In order to get full credit, SHOW YOUR WORK.
1. (5) Fill in the blanks: The members of the as() family
are functions similar to
in C/C++.
2. (10) State three approaches from our course to speed
up R code. Be terse, using at most three or four words in
each of your three answers.
3. (15) In the discrete-event simulation code, suppose
we wish to form a matrix of all pending events whose
scheduled times fall into a given time period [a,b]. Fill in
the blank:
timeab <- function(a,b) return(_________________________________)
4. (20) The class v10 will consist of vectors whose ele-
ments are only 1s and 0s. Fill in the blanks:
# constructor; vector has n 1s and 0s, with 1s at the given indices
v10 <- function(indices,n) {
v <- rep(0,n)
v[indices] <- ______________________________
vo <- list(vec = v)
class(vo) <- "v10"
return(vo)
}
# returns the indices of the 1s in v, an object of class v10
getindices <- function(v) {
return(____________________________________)
}
# prints the given object, in terms of indices of the 1s
print.v10 <- function(v) {
print(___________________________________)
}
# returns a v10 object consisting of 1s everywhere va has a 1
# but vb doesn’t; the two input vecs assumed equal length
"%-%" <- function(va,vb) {
a <- getindices(va)
b <- getindices(vb)
i <- ___________________________________
return(__________________________________)
}
Here is an example of use:
> x <- v10(c(1,4),4)
> y <- v10(c(3,4),4)
> x
[1] 1 4
> x$vec
[1] 1 0 0 1
> getindices(x)
[1] 1 4
> z <- x %-% y
> z
[1] 1
> z$vec
[1] 1 0 0 0
5. (10) Consider the code at the top of p.5 of the
Mertz handout. Replace the assign() call by a statement
achieving the same result.
6. (10) Consider this interactive R session:
> u <- c(3,4,5,5,12,13)
> ____________(u,1)
[1] 3
> ____________(u,5)
[1] 12
> ____________(u,6)
[1] 13
Fill in the blanks, with the same answer in all three cases.

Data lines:

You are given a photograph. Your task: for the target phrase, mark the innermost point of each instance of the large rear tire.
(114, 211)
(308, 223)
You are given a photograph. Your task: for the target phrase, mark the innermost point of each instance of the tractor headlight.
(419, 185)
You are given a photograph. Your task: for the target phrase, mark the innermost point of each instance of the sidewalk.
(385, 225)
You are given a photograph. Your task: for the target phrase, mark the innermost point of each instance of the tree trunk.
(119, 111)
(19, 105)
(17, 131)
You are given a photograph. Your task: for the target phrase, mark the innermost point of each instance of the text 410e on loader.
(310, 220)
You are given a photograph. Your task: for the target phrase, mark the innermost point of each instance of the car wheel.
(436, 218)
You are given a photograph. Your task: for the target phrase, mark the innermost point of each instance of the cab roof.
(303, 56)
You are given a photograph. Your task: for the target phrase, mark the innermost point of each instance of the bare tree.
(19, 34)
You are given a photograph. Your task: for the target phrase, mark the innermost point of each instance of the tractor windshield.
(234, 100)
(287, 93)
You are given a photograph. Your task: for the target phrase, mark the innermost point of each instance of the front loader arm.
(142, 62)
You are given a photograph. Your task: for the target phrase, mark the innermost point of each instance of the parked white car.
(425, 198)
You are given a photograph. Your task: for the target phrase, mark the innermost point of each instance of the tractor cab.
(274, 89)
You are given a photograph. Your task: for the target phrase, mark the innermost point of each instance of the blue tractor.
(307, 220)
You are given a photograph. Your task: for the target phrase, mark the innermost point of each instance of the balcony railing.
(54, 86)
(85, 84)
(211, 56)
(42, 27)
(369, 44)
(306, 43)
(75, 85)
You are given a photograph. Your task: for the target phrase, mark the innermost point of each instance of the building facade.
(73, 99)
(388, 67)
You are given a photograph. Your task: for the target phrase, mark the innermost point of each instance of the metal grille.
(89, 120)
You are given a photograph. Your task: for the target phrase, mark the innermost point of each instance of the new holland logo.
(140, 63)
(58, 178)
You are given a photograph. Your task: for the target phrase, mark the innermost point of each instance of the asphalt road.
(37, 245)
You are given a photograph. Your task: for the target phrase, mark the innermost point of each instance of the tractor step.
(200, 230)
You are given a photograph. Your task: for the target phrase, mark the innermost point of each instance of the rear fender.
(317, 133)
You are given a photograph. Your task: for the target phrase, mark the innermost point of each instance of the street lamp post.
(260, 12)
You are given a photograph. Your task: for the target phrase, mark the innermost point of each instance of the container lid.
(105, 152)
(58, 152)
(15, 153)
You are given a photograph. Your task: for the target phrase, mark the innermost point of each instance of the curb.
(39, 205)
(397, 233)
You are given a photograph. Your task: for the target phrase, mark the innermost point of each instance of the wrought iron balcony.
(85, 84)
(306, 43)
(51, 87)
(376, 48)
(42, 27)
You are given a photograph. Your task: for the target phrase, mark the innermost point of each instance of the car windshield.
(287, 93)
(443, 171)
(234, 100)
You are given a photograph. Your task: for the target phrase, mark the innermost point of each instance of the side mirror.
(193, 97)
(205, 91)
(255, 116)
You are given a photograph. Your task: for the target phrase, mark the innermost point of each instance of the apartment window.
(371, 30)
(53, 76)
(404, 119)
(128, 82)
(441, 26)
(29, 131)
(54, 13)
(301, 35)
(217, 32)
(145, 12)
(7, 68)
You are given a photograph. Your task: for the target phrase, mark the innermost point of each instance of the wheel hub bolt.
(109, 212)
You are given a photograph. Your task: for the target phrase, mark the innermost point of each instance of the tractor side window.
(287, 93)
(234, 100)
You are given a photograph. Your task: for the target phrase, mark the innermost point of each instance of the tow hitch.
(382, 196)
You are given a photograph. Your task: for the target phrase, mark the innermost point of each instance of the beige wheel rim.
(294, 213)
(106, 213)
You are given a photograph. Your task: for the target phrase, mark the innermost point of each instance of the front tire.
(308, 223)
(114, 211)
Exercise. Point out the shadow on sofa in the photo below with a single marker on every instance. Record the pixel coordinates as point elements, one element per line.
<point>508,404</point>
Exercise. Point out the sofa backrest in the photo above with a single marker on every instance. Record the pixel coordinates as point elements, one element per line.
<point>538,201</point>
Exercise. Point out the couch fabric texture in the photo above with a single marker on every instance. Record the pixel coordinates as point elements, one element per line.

Requirements:
a: Output the passage of the R exam from "3. (15) In the" up to and including "v <- rep(0,n)".
b: Summarize the R exam in two sentences.
The material above is separate from the R exam.

Answer list:
a:
3. (15) In the discrete-event simulation code, suppose
we wish to form a matrix of all pending events whose
scheduled times fall into a given time period [a,b]. Fill in
the blank:
timeab <- function(a,b) return(_________________________________)
4. (20) The class v10 will consist of vectors whose ele-
ments are only 1s and 0s. Fill in the blanks:
# constructor; vector has n 1s and 0s, with 1s at the given indices
v10 <- function(indices,n) {
v <- rep(0,n)

b: The R exam tells students to show their work for full credit and sets six numbered questions, several of which ask them to fill in blanks in R code. The questions include stating three approaches to speed up R code, completing functions for a class v10 of vectors whose elements are only 1s and 0s, and replacing an assign() call with a statement that achieves the same result.